DATA FOR THIS EXERCISE |

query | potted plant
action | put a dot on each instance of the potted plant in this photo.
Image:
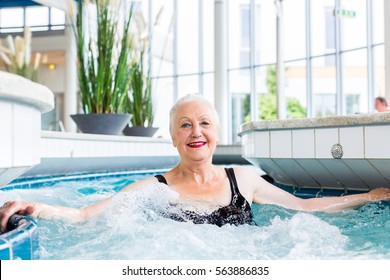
(104, 50)
(140, 101)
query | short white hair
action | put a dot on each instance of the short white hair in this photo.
(192, 97)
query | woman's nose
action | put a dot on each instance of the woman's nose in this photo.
(196, 131)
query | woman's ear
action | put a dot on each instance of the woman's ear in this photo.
(174, 141)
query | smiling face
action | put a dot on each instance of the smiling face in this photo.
(194, 130)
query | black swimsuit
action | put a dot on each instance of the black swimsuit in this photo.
(238, 212)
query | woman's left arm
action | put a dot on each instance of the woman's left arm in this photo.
(265, 193)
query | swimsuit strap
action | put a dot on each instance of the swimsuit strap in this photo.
(161, 179)
(238, 200)
(233, 184)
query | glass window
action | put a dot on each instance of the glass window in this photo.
(379, 74)
(37, 18)
(265, 32)
(188, 37)
(354, 29)
(188, 84)
(162, 38)
(324, 88)
(355, 87)
(208, 36)
(163, 100)
(11, 19)
(294, 29)
(208, 86)
(323, 27)
(266, 92)
(378, 21)
(239, 81)
(245, 36)
(295, 89)
(240, 112)
(239, 33)
(57, 17)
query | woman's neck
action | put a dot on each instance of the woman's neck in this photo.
(197, 172)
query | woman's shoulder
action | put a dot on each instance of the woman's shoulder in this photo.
(245, 171)
(141, 183)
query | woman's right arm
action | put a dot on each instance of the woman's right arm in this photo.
(45, 211)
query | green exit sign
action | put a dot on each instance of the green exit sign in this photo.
(344, 13)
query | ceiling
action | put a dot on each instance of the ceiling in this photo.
(17, 3)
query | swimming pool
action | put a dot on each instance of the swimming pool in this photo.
(133, 229)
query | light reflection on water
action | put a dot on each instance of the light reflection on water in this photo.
(133, 229)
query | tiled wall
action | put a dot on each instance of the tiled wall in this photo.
(20, 244)
(19, 140)
(303, 157)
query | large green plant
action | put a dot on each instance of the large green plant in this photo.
(140, 102)
(104, 56)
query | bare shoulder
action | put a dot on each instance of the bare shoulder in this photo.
(245, 171)
(141, 183)
(248, 180)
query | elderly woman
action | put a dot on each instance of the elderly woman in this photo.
(217, 195)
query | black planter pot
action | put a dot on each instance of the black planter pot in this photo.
(111, 124)
(140, 131)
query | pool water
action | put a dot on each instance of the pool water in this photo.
(132, 228)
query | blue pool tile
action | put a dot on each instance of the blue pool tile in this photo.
(4, 250)
(21, 246)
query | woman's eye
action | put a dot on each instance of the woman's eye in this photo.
(185, 125)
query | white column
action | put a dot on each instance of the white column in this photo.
(71, 82)
(387, 49)
(280, 60)
(220, 68)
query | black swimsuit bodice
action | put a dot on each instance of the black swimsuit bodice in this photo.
(238, 212)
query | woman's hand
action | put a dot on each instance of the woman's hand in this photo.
(11, 207)
(379, 194)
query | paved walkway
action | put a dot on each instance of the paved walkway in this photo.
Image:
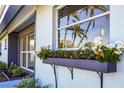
(9, 84)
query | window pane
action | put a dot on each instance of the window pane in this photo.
(24, 43)
(73, 13)
(77, 35)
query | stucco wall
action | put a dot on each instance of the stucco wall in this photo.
(82, 78)
(4, 55)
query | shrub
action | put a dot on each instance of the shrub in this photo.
(2, 66)
(30, 83)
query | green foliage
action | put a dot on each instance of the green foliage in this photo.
(30, 83)
(81, 54)
(102, 54)
(2, 66)
(15, 71)
(45, 52)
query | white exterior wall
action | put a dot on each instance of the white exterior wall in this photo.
(82, 78)
(4, 53)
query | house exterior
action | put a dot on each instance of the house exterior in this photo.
(25, 28)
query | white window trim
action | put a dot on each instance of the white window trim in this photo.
(63, 27)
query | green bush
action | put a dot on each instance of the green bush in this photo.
(30, 83)
(2, 66)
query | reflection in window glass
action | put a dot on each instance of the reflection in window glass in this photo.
(76, 36)
(73, 13)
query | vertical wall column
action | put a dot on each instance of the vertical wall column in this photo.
(13, 48)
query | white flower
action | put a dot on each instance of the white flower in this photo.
(94, 48)
(110, 46)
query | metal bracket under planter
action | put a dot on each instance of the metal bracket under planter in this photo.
(85, 64)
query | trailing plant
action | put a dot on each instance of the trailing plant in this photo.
(30, 83)
(2, 65)
(95, 50)
(76, 54)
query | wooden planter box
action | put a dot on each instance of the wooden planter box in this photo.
(85, 64)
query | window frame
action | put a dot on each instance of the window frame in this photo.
(5, 44)
(57, 8)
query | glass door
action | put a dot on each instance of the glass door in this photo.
(27, 47)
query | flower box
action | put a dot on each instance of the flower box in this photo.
(85, 64)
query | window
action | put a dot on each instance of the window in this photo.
(0, 48)
(78, 24)
(5, 44)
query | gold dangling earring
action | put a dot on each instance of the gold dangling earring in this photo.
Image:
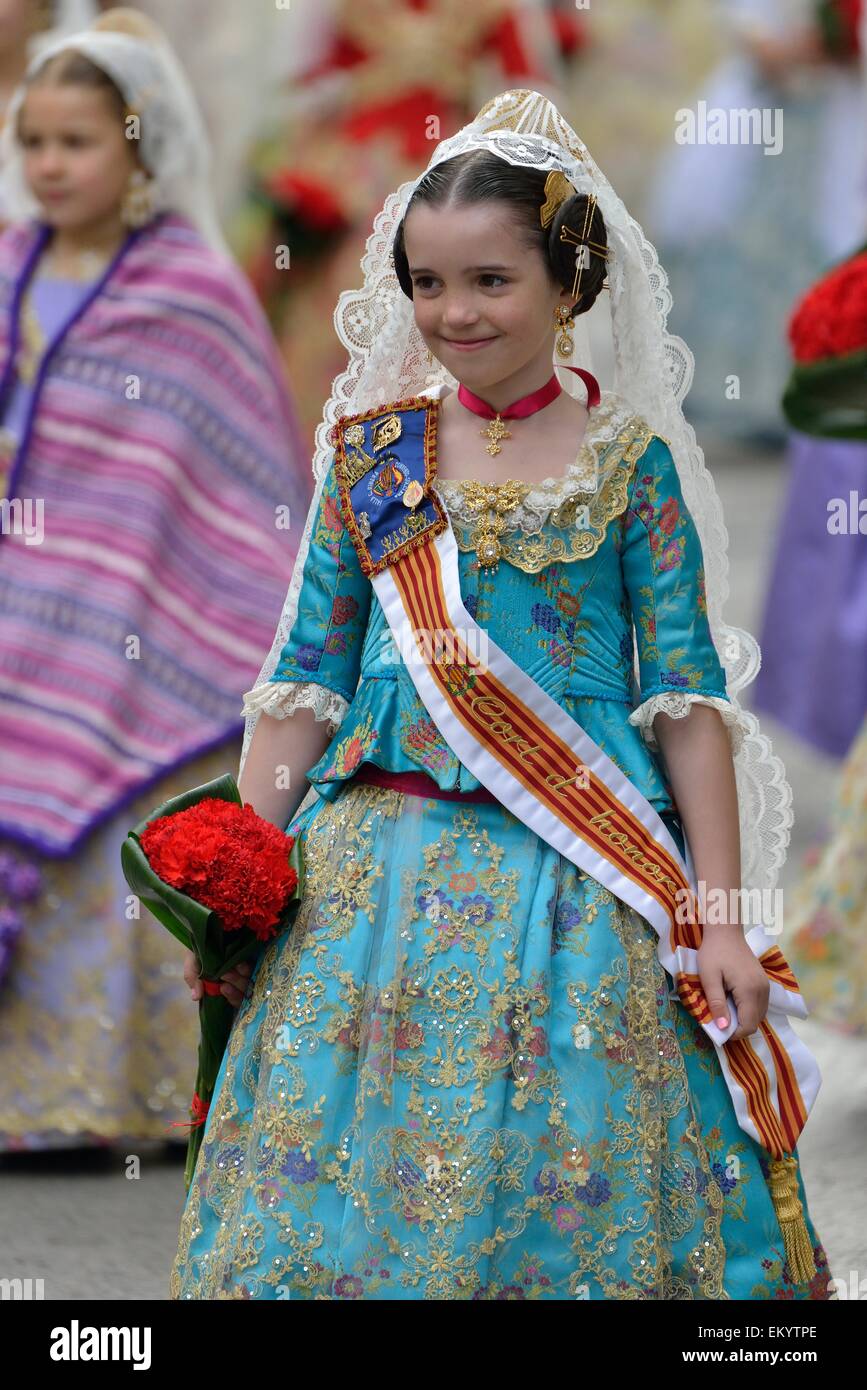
(563, 323)
(138, 203)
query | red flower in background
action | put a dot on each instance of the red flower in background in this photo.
(227, 858)
(831, 319)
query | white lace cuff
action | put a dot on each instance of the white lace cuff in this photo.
(282, 698)
(678, 705)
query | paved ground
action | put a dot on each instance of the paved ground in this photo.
(92, 1233)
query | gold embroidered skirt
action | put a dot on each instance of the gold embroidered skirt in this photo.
(463, 1075)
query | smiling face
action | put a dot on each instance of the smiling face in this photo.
(77, 159)
(482, 298)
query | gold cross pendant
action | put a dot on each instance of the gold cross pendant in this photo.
(495, 431)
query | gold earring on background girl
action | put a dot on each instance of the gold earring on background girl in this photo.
(563, 323)
(138, 206)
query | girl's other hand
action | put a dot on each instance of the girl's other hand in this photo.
(234, 982)
(727, 965)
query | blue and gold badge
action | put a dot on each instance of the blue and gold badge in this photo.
(385, 459)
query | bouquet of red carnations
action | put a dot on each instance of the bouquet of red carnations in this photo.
(224, 881)
(827, 391)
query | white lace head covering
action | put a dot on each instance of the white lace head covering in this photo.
(174, 145)
(652, 374)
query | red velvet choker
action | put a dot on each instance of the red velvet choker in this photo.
(525, 406)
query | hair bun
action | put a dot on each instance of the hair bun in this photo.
(573, 214)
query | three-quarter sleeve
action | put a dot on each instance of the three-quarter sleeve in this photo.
(664, 580)
(320, 663)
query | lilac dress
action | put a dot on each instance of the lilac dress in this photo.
(97, 1032)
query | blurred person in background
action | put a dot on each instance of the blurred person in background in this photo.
(744, 231)
(153, 492)
(373, 86)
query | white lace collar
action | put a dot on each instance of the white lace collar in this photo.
(605, 423)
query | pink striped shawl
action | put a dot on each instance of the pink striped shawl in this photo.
(129, 634)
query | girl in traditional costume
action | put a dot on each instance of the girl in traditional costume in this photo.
(152, 508)
(488, 1061)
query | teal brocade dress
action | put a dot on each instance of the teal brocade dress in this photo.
(463, 1073)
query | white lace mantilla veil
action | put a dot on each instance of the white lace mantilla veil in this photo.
(652, 374)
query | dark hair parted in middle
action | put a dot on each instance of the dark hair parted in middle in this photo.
(482, 177)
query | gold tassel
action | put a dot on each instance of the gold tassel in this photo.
(789, 1214)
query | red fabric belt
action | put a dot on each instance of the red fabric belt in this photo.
(417, 784)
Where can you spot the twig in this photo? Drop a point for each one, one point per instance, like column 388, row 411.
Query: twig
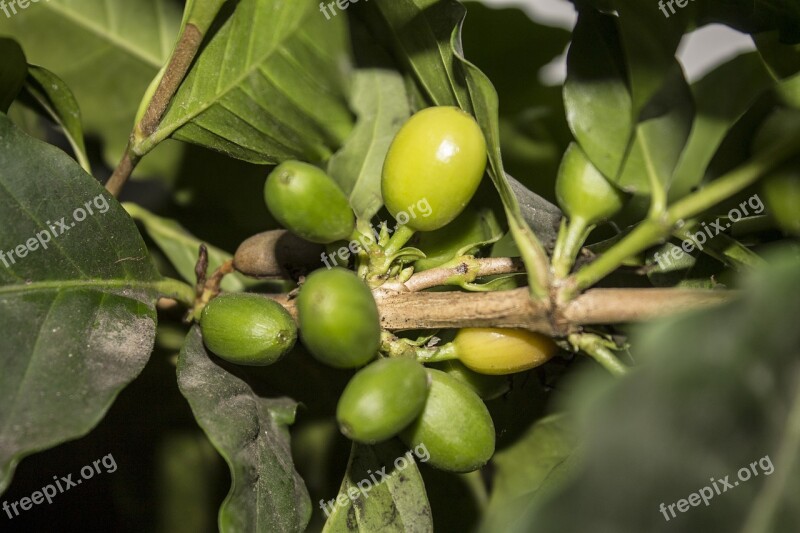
column 469, row 267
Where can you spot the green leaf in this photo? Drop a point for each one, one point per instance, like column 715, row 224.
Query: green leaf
column 266, row 87
column 107, row 52
column 13, row 70
column 419, row 32
column 659, row 138
column 382, row 491
column 182, row 248
column 744, row 78
column 49, row 92
column 426, row 34
column 77, row 319
column 537, row 463
column 596, row 96
column 717, row 394
column 252, row 435
column 379, row 99
column 649, row 41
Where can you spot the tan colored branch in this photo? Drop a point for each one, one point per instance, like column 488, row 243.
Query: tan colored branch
column 515, row 309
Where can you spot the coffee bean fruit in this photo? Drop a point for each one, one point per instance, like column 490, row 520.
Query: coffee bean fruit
column 487, row 387
column 247, row 329
column 382, row 399
column 338, row 318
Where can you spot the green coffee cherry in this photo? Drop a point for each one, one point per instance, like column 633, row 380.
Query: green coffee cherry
column 454, row 426
column 308, row 203
column 487, row 387
column 587, row 198
column 583, row 192
column 339, row 321
column 247, row 329
column 782, row 196
column 382, row 399
column 438, row 156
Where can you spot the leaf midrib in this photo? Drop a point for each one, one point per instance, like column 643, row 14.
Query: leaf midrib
column 166, row 129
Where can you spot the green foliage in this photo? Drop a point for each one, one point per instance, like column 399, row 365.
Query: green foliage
column 251, row 433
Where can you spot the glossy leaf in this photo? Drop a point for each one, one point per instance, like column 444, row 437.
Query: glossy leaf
column 251, row 433
column 77, row 318
column 716, row 395
column 382, row 491
column 49, row 92
column 659, row 137
column 380, row 101
column 432, row 51
column 13, row 70
column 598, row 103
column 744, row 79
column 107, row 52
column 266, row 87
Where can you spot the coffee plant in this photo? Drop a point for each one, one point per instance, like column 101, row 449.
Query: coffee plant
column 352, row 266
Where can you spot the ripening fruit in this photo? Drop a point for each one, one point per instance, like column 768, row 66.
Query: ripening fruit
column 583, row 192
column 338, row 317
column 382, row 399
column 502, row 351
column 487, row 387
column 454, row 426
column 439, row 155
column 782, row 196
column 247, row 329
column 308, row 203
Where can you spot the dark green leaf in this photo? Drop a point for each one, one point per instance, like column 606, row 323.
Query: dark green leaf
column 717, row 394
column 526, row 44
column 382, row 491
column 251, row 433
column 182, row 248
column 13, row 70
column 267, row 86
column 56, row 99
column 77, row 317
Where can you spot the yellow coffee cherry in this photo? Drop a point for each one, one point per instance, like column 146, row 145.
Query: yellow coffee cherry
column 502, row 351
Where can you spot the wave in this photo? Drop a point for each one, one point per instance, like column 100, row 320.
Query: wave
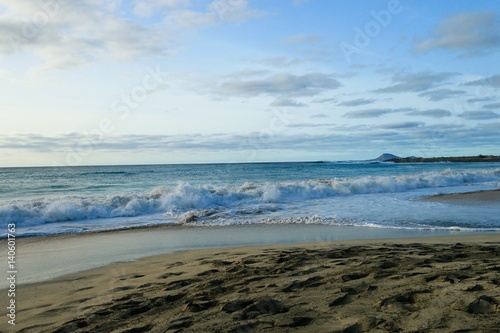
column 185, row 198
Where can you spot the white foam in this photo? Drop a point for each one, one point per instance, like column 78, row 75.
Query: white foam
column 234, row 199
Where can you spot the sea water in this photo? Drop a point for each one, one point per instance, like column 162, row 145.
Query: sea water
column 56, row 200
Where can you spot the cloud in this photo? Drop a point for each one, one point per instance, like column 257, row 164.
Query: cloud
column 66, row 34
column 302, row 38
column 287, row 102
column 415, row 82
column 357, row 102
column 147, row 8
column 402, row 125
column 371, row 113
column 441, row 94
column 473, row 33
column 434, row 113
column 492, row 81
column 492, row 106
column 479, row 115
column 318, row 116
column 404, row 136
column 325, row 100
column 481, row 99
column 283, row 85
column 279, row 61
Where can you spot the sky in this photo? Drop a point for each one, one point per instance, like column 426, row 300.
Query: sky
column 94, row 82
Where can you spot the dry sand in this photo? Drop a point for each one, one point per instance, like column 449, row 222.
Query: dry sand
column 436, row 284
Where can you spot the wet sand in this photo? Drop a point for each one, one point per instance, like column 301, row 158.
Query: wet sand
column 436, row 284
column 468, row 198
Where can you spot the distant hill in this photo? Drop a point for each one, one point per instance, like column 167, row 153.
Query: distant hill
column 413, row 159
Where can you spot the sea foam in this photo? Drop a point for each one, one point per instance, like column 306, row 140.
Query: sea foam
column 184, row 197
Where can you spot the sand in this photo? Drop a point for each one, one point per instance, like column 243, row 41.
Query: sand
column 437, row 284
column 468, row 198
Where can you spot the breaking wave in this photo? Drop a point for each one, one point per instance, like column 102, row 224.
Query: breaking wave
column 184, row 197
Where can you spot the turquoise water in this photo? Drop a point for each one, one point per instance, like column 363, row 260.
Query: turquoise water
column 378, row 195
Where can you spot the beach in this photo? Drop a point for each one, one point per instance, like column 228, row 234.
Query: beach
column 433, row 284
column 301, row 277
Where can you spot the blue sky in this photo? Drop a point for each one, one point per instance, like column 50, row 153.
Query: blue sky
column 193, row 81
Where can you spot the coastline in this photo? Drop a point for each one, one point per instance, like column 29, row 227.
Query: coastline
column 441, row 283
column 246, row 278
column 48, row 257
column 468, row 198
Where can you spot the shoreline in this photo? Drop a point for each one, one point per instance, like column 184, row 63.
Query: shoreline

WHAT THE EXERCISE ASKS | Please copy out, with no changes, the part that opens with the line containing "Where can you spot the dry" and closes with the line containing "column 378, row 195", both of those lines included.

FULL ANSWER |
Where can you spot the dry sand in this photo? Drop a point for each one, one point per instance, like column 449, row 222.
Query: dry sand
column 436, row 284
Where can you spot the wet sand in this photo? Drop a point for each one, one point per instance, like column 301, row 158.
Query: wet sand
column 436, row 284
column 468, row 198
Where can you spot the distant hill in this photo? Drop a point for each one, one point per instance, like column 167, row 153.
Query: distant hill
column 413, row 159
Where can you spot the sea foam in this photo? Drop a point for each one, one point per instance, like column 306, row 140.
Query: sea foam
column 184, row 197
Where can you spot the sand in this photo? Drop a point for each one, one point per instance, like column 243, row 41.
Query: sand
column 437, row 284
column 468, row 198
Where can you spot the breaking wave in this photo? Drop a point for each one, one point per instance, like column 102, row 224.
Query: breaking wave
column 184, row 197
Where can you spot the turquoise water in this photo? Drop a point for each one, one point per instance, like column 363, row 260.
Query: turquoise water
column 378, row 195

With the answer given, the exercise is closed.